▶ **PROBLEM DESCRIPTION**:
Below is a listing from which only part is wanted; return exactly the lines from the one with "Practice. Locate the Hindi" up to and including the one with "Query: Hindi newspaper".

▶ **MATERIAL PROVIDED**:
====

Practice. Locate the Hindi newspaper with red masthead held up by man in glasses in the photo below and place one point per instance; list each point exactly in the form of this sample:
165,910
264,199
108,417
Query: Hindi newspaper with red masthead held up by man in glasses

====

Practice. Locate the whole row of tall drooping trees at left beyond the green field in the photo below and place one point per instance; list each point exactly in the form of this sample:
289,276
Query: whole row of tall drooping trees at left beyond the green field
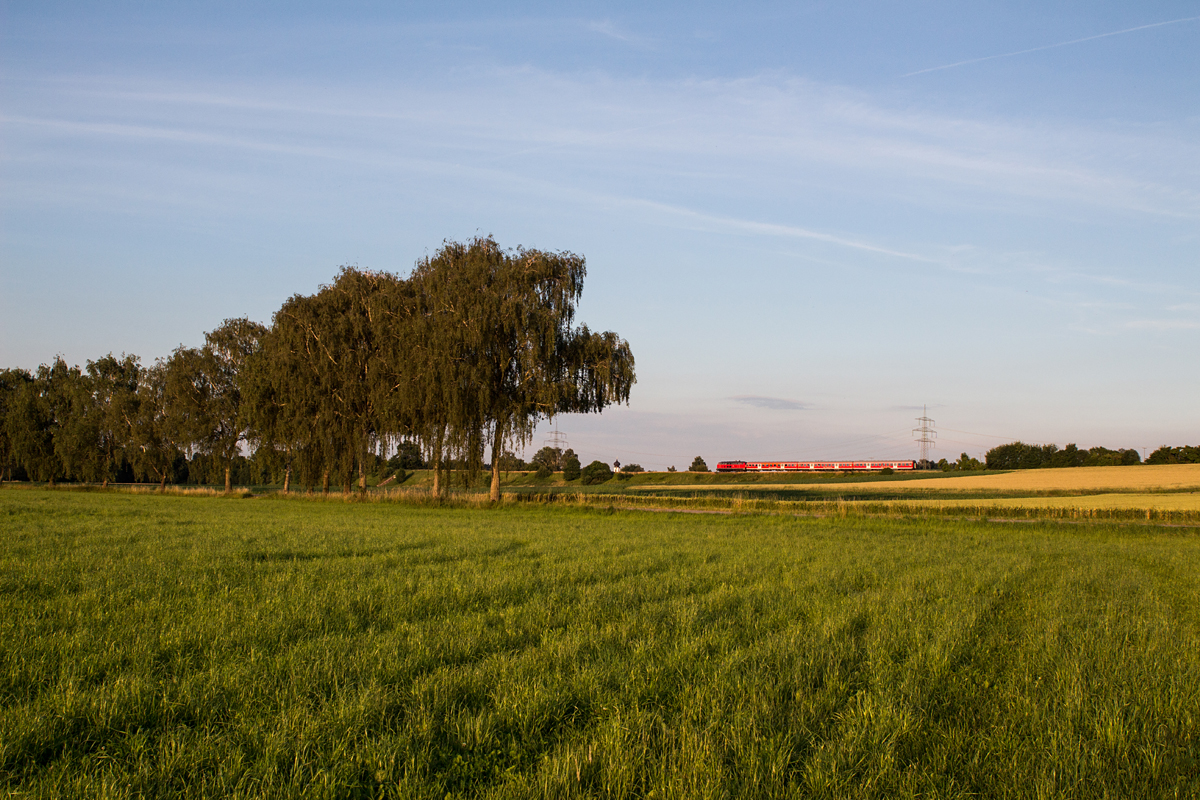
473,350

====

▶ **ANSWER TO THIS PROBLEM**:
Practice. Locate the Hindi newspaper with red masthead held up by man in glasses in the photo below and place one point per instance; list each point exactly in the form of this sample:
165,910
264,199
108,417
Query: Hindi newspaper with red masthead held up by man in glasses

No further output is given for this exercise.